Extract provided:
= = = = =

'A beautiful day': Watch White Sox fulfill young fan's dream

June 26th, 2022

CHICAGO -- Beau Dowling had just finished running the bases in a special “Home Run for Life” moment prior to Saturday’s contest between the White Sox and Orioles when the 7-year-old received a surprise visitor just behind home plate at Guaranteed Rate Field.

Baltimore’s Trey Mancini, who has dealt with and beaten colon cancer, made his way to Beau along with his six siblings and his mother and father, Meg and Jim, to offer a few brief words of encouragement.

“Trey, he’s also battled cancer and he just wanted to give a few words to Beau and that was just amazing,” said Jim of Mancini’s talk. “From what I heard, it was just ‘Beau, keep fighting.’ That was, to say the least … It was emotional.”

“I wanted to go over there after he ran the bases and just tell him that he was awesome,” Mancini said. “I told him that I had cancer two years ago and I’m doing just fine now. And I know the same thing is gonna happen to him too. I just wanted him to know that.”

The White Sox fulfilled an “ultimate wish” for Dowling, who was diagnosed with high-risk neuroblastoma as a toddler. He battled through stem cell transplants as well as several rounds of chemotherapy, radiation and immunotherapy. Beau recently was diagnosed with thyroid cancer, a less aggressive form of cancer than neuroblastoma and the second time he’s dealt with it, and underwent surgery earlier this month.

= = = = =

Information supplied:
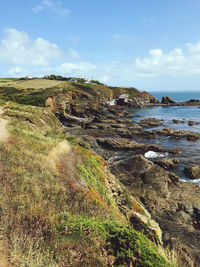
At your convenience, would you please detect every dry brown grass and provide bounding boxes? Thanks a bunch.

= = = = =

Tasks to complete:
**a.** Can you sum up the article about Beau Dowling in two sentences?
**b.** Would you echo the article about Beau Dowling word for word, between "June 26th, 2022" and "Guaranteed Rate Field.", inclusive?

Results in order:
**a.** Before Saturday's game between the White Sox and Orioles at Guaranteed Rate Field, 7-year-old Beau Dowling ran the bases in a "Home Run for Life" moment, and Baltimore's Trey Mancini, who has beaten colon cancer, came over to offer him words of encouragement. The White Sox were fulfilling an "ultimate wish" for Beau, who was diagnosed with high-risk neuroblastoma as a toddler and recently underwent surgery for thyroid cancer.

**b.**
June 26th, 2022

CHICAGO -- Beau Dowling had just finished running the bases in a special “Home Run for Life” moment prior to Saturday’s contest between the White Sox and Orioles when the 7-year-old received a surprise visitor just behind home plate at Guaranteed Rate Field.